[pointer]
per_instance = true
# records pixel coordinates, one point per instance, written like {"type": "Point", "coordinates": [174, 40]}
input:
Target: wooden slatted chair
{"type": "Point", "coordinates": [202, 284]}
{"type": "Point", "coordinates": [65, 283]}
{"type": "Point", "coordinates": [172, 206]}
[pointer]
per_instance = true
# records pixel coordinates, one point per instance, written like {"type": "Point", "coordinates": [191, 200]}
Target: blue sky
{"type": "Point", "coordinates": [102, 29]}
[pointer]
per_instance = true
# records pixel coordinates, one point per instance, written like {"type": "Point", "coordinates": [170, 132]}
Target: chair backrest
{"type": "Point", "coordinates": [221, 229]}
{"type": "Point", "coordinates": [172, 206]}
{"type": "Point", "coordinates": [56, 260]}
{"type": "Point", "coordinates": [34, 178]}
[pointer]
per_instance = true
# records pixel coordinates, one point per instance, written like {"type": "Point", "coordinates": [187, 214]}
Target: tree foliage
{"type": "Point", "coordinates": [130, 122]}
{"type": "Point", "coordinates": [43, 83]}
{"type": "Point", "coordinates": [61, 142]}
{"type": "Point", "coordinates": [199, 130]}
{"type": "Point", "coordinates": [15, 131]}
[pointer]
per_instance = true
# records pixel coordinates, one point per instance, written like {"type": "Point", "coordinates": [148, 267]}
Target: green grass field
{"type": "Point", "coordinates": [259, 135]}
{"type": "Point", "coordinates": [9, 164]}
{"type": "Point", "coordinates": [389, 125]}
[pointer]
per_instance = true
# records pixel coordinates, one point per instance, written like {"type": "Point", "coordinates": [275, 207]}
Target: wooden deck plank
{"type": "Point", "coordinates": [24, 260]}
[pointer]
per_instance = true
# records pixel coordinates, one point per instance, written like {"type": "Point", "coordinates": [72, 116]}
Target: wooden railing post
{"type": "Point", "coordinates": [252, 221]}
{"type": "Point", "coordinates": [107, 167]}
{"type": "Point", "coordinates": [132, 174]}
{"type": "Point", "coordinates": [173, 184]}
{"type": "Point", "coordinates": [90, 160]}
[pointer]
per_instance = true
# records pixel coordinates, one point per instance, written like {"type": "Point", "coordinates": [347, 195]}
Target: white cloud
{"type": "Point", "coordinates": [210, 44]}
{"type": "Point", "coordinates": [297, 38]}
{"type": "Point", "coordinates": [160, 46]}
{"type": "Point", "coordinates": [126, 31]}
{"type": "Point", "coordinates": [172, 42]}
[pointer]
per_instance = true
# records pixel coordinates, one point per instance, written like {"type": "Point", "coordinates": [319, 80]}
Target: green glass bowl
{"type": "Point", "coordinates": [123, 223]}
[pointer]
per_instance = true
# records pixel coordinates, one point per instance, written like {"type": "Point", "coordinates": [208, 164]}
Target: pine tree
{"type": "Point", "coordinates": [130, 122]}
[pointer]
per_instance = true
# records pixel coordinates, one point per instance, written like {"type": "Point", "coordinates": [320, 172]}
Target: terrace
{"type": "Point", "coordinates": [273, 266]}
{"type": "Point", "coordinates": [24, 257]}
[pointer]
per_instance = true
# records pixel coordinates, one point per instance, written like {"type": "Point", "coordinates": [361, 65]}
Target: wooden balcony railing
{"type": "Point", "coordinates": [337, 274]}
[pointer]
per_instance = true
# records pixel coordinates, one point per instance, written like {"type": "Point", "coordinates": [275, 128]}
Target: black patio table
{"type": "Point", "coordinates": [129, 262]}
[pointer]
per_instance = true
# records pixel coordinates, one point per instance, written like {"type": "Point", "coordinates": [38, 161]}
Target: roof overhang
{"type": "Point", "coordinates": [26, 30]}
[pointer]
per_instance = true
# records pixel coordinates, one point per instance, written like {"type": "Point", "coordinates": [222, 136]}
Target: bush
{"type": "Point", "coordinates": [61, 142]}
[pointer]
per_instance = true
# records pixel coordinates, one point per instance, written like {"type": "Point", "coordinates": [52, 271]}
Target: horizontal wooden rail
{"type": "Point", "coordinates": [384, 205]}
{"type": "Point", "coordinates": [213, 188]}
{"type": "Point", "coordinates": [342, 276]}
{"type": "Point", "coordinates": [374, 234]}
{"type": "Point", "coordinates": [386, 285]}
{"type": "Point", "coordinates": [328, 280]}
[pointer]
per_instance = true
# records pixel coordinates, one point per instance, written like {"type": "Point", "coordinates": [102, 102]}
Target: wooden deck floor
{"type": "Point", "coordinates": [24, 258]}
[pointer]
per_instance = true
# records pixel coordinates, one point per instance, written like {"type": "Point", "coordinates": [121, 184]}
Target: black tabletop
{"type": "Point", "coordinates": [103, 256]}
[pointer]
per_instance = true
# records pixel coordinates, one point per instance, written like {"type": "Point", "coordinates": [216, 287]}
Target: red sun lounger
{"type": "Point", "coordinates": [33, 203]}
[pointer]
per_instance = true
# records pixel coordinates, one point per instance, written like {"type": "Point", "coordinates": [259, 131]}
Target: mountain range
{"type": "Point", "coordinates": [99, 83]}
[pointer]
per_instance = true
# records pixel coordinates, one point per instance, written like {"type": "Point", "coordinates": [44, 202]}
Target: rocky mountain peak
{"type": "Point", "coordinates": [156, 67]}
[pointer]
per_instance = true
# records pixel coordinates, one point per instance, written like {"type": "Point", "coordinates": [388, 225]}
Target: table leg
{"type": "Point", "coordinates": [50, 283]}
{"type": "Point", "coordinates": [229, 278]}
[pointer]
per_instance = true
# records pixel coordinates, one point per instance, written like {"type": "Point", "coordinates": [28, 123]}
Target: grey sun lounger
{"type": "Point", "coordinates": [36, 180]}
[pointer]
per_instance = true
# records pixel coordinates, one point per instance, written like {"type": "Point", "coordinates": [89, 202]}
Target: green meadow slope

____

### Goal:
Copy each line of the data above without altering a single character.

### Task solution:
[pointer]
per_instance = true
# records pixel coordinates, one point per instance, written like {"type": "Point", "coordinates": [174, 40]}
input:
Target: wooden slatted chair
{"type": "Point", "coordinates": [202, 284]}
{"type": "Point", "coordinates": [65, 283]}
{"type": "Point", "coordinates": [172, 206]}
[pointer]
per_instance = true
# records pixel coordinates, one point per instance, written like {"type": "Point", "coordinates": [191, 200]}
Target: blue sky
{"type": "Point", "coordinates": [102, 29]}
[pointer]
per_instance = true
# records pixel coordinates, one point per instance, written like {"type": "Point", "coordinates": [170, 132]}
Target: chair backrest
{"type": "Point", "coordinates": [221, 229]}
{"type": "Point", "coordinates": [172, 206]}
{"type": "Point", "coordinates": [56, 260]}
{"type": "Point", "coordinates": [34, 178]}
[pointer]
per_instance = true
# records pixel coordinates, one point per instance, written like {"type": "Point", "coordinates": [187, 214]}
Target: tree foliage
{"type": "Point", "coordinates": [130, 122]}
{"type": "Point", "coordinates": [43, 83]}
{"type": "Point", "coordinates": [61, 142]}
{"type": "Point", "coordinates": [199, 130]}
{"type": "Point", "coordinates": [15, 131]}
[pointer]
per_instance = true
# records pixel coordinates, one point per instance, written like {"type": "Point", "coordinates": [148, 267]}
Target: green grass field
{"type": "Point", "coordinates": [259, 135]}
{"type": "Point", "coordinates": [9, 164]}
{"type": "Point", "coordinates": [389, 125]}
[pointer]
per_instance = true
# records pixel coordinates, one point per instance, written like {"type": "Point", "coordinates": [275, 207]}
Target: wooden deck plank
{"type": "Point", "coordinates": [24, 260]}
[pointer]
per_instance = true
# records pixel coordinates, one point per instance, written like {"type": "Point", "coordinates": [72, 116]}
Target: wooden railing post
{"type": "Point", "coordinates": [252, 221]}
{"type": "Point", "coordinates": [107, 167]}
{"type": "Point", "coordinates": [132, 174]}
{"type": "Point", "coordinates": [173, 184]}
{"type": "Point", "coordinates": [90, 160]}
[pointer]
per_instance = true
# records pixel coordinates, one point per instance, written like {"type": "Point", "coordinates": [347, 195]}
Target: white cloud
{"type": "Point", "coordinates": [210, 44]}
{"type": "Point", "coordinates": [297, 38]}
{"type": "Point", "coordinates": [160, 46]}
{"type": "Point", "coordinates": [126, 31]}
{"type": "Point", "coordinates": [172, 42]}
[pointer]
per_instance = true
# records pixel coordinates, one point per instance, written like {"type": "Point", "coordinates": [319, 80]}
Target: green glass bowl
{"type": "Point", "coordinates": [123, 223]}
[pointer]
per_instance = true
# records pixel coordinates, one point per instance, written like {"type": "Point", "coordinates": [208, 164]}
Target: pine tree
{"type": "Point", "coordinates": [130, 122]}
[pointer]
per_instance = true
# records pixel coordinates, one point per instance, written like {"type": "Point", "coordinates": [320, 172]}
Target: terrace
{"type": "Point", "coordinates": [273, 266]}
{"type": "Point", "coordinates": [24, 257]}
[pointer]
per_instance = true
# records pixel coordinates, one point per instance, written like {"type": "Point", "coordinates": [361, 65]}
Target: wooden balcony railing
{"type": "Point", "coordinates": [337, 274]}
[pointer]
per_instance = true
# records pixel coordinates, one point per instance, written like {"type": "Point", "coordinates": [275, 128]}
Target: black patio table
{"type": "Point", "coordinates": [129, 262]}
[pointer]
per_instance = true
# records pixel coordinates, one point per instance, written like {"type": "Point", "coordinates": [38, 161]}
Target: roof overhang
{"type": "Point", "coordinates": [26, 30]}
[pointer]
per_instance = true
# records pixel coordinates, one point per instance, written like {"type": "Point", "coordinates": [222, 136]}
Target: bush
{"type": "Point", "coordinates": [61, 142]}
[pointer]
per_instance = true
# records pixel coordinates, one point per instance, written like {"type": "Point", "coordinates": [52, 271]}
Target: horizontal wooden rail
{"type": "Point", "coordinates": [384, 205]}
{"type": "Point", "coordinates": [213, 188]}
{"type": "Point", "coordinates": [342, 276]}
{"type": "Point", "coordinates": [374, 234]}
{"type": "Point", "coordinates": [386, 285]}
{"type": "Point", "coordinates": [328, 280]}
[pointer]
per_instance = true
# records pixel coordinates, one point per instance, written like {"type": "Point", "coordinates": [102, 102]}
Target: wooden deck floor
{"type": "Point", "coordinates": [24, 258]}
[pointer]
per_instance = true
# records pixel coordinates, one point per instance, written like {"type": "Point", "coordinates": [121, 184]}
Target: black tabletop
{"type": "Point", "coordinates": [103, 256]}
[pointer]
per_instance = true
# records pixel coordinates, one point per instance, written like {"type": "Point", "coordinates": [216, 287]}
Target: red sun lounger
{"type": "Point", "coordinates": [33, 203]}
[pointer]
per_instance = true
# records pixel coordinates, one point per instance, written like {"type": "Point", "coordinates": [259, 131]}
Target: mountain range
{"type": "Point", "coordinates": [99, 83]}
[pointer]
per_instance = true
# records pixel coordinates, one point per instance, written like {"type": "Point", "coordinates": [44, 202]}
Target: rocky mountain peak
{"type": "Point", "coordinates": [156, 67]}
[pointer]
per_instance = true
# records pixel coordinates, one point per instance, written like {"type": "Point", "coordinates": [388, 225]}
Target: table leg
{"type": "Point", "coordinates": [50, 283]}
{"type": "Point", "coordinates": [229, 278]}
[pointer]
per_instance = true
# records pixel coordinates, one point per instance, written like {"type": "Point", "coordinates": [28, 123]}
Target: grey sun lounger
{"type": "Point", "coordinates": [36, 180]}
[pointer]
per_instance = true
# records pixel coordinates, one point per instance, written like {"type": "Point", "coordinates": [89, 202]}
Target: green meadow slope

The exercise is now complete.